Разновидностью красных крестин считались «октябрины» – так чаще всего называли обряд переименования взрослых людей, нередко также проходивший в коммунах. Деятельность «октябринных» комиссий в данном случае, по мнению современников, «была продиктована фантазией и побуждением молодежи придумать в быту коммуны что-то новое. Комиссия подбирала и присуждала каждому члену коммуны новое короткое имя, отражающее совокупность индивидуальных черт и наклонностей вместо общепринятого обращения по имени и отчеству»444. Действия эти, несомненно, носили антиклерикальный характер.

Художественный нарратив 1920-х годов сохранил информацию и об индивидуальной инициативе по смене полученных при крещении имен. В повести Н. Огнёва «Дневник Кости Рябцева» (1927) есть показательный диалог подростков:

« – А ты раньше тоже в церковь ходила?

– Да, когда Дуней была, то ходила. Потом мы с отцом решили, что он будет звать меня Сильфидой, и тех пор я перестала ходить. Мать и слышать не хочет про Сильфиду: это, говорит, ведьминское имя.

Тогда я подумал и сказал Сильве, чтобы она звала меня Владленом. Она согласилась»445.

В иронической манере описан процесс антропонимических поисков эпохи 1920-х годов у М.А. Булгакова в «Собачьем сердце» в диалоге профессора Преображенского и пока еще безымянного человека-пса:

« – Как же вам угодно именоваться?

Человек поправил галстук и ответил:

– Полиграф Полиграфович.

– Не валяйте дурака, – хмуро отозвался Филипп Филиппович, – я с вами серьезно говорю… <…> Ваше имя мне показалось странным. Где вы, интересно знать, откопали себе такое?

– Домком посоветовал. По календарю искали – какое тебе, говорят? Я и выбрал»446.

Во второй половине 1920-х годов, в разгар нэпа, сконструированная норма свободной смены имен дала неожиданные результаты. Появились факты самопереименования отнюдь не из революционных соображений. Напротив, новое имя, как правило, не «простонародное», становилось признаком развивающегося мещанства. Объектом сатиры стал для В.В. Маяковского в 1927 году некий монтер Ваня, который

…в духе парижан

себе

присвоил званье:

«электротехник Жан»447.

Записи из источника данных
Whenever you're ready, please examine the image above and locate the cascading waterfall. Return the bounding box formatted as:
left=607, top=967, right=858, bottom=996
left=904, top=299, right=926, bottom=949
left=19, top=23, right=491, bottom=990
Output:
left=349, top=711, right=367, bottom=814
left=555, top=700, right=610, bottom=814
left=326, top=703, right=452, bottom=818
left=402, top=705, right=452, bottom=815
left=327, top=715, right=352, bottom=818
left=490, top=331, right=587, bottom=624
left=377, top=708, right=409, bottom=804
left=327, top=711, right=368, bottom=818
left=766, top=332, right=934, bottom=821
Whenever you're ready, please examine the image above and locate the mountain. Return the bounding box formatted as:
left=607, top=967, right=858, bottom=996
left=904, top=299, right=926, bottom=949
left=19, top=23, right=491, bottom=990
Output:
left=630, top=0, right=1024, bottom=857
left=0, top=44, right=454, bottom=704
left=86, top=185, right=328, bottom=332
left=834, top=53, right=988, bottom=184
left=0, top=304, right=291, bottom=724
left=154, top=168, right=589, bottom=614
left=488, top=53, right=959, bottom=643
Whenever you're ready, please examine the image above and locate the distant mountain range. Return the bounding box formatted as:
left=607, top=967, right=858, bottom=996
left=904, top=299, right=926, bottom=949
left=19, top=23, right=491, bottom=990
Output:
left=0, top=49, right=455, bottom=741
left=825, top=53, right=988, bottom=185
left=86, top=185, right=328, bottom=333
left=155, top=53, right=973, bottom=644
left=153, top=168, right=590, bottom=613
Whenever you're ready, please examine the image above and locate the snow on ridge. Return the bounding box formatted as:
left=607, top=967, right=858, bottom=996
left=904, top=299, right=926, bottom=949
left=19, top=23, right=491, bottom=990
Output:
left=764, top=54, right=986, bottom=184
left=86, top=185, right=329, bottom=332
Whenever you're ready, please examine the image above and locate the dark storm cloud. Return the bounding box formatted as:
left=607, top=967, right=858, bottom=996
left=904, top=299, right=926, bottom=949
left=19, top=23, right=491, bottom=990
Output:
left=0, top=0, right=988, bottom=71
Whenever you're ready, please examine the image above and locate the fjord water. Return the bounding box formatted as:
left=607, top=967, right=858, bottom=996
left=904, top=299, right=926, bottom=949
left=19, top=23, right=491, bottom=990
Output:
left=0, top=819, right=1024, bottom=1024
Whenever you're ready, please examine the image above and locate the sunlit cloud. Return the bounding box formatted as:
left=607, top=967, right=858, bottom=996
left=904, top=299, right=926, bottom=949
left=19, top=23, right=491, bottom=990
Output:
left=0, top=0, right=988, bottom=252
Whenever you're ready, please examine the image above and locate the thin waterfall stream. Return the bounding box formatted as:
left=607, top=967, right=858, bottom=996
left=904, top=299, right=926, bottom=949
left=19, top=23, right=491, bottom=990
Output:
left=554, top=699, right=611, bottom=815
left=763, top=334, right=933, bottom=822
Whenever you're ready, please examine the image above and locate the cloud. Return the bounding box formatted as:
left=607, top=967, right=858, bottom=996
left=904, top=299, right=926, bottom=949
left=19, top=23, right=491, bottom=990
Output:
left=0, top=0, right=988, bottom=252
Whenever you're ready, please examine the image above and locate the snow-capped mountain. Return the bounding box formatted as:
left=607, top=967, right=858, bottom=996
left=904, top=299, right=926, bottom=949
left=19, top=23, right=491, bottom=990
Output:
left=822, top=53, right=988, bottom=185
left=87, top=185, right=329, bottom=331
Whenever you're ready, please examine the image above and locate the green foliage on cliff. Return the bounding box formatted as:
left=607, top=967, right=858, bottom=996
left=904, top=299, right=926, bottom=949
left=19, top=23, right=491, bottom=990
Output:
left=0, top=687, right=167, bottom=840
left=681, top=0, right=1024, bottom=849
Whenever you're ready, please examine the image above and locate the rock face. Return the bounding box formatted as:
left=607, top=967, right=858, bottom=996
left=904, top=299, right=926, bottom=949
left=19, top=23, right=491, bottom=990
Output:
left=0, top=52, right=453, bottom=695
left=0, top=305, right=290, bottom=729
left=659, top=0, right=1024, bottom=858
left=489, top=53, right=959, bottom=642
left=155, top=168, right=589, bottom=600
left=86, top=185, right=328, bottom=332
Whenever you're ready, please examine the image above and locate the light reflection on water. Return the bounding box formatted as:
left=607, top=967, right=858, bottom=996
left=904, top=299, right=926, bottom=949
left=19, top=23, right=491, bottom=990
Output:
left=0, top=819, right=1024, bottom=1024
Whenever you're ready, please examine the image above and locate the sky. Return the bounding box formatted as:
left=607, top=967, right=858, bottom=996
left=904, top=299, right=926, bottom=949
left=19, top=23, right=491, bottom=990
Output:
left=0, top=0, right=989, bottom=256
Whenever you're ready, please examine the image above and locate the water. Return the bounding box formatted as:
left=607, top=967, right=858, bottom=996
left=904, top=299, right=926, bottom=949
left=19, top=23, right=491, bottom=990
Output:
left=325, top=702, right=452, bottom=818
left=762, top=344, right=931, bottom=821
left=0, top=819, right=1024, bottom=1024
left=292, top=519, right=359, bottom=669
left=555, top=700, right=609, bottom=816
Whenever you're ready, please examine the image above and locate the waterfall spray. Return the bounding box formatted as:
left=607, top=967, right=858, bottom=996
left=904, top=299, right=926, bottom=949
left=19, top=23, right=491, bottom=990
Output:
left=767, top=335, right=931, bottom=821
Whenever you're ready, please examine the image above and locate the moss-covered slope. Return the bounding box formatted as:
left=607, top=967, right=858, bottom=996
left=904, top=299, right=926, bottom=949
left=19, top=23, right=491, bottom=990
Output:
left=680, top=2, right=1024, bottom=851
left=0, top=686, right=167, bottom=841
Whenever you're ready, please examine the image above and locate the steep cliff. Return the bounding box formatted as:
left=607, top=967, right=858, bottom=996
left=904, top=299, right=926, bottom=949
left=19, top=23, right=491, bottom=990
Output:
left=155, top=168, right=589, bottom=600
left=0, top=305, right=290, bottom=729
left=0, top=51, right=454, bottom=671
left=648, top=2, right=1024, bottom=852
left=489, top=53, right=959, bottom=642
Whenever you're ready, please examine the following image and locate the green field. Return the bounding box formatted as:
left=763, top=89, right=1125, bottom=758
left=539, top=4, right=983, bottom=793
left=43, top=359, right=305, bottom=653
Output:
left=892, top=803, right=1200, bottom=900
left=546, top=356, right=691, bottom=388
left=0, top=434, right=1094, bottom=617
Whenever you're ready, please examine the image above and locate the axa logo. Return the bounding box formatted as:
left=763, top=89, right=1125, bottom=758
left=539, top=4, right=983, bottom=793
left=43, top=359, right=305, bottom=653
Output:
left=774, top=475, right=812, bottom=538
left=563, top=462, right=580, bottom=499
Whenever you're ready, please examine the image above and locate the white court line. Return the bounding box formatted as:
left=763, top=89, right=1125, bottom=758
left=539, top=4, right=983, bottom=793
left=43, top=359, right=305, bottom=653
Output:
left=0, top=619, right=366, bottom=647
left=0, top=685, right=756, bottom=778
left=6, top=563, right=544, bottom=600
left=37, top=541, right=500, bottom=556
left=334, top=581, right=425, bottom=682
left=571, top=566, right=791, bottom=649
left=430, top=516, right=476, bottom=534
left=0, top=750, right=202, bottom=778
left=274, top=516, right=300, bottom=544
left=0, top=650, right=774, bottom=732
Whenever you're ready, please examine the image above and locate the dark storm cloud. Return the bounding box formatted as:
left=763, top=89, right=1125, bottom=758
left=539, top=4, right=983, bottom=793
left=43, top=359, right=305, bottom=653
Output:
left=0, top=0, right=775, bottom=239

__Ваши задания__.
• 1. Перечислите всех писателей, на которых ссылается текст о смене имен в 1920-е годы.
• 2. Выпишите из текста о смене имен в 1920-е годы дословный фрагмент от слов "В иронической манере" до слов "откопали себе такое?".
Записи здесь никакой роли не играют.

__Решения по заданиям__.
• 1. Н. Огнёв, М.А. Булгаков, В.В. Маяковский

• 2.
В иронической манере описан процесс антропонимических поисков эпохи 1920-х годов у М.А. Булгакова в «Собачьем сердце» в диалоге профессора Преображенского и пока еще безымянного человека-пса:

« – Как же вам угодно именоваться?

Человек поправил галстук и ответил:

– Полиграф Полиграфович.

– Не валяйте дурака, – хмуро отозвался Филипп Филиппович, – я с вами серьезно говорю… <…> Ваше имя мне показалось странным. Где вы, интересно знать, откопали себе такое?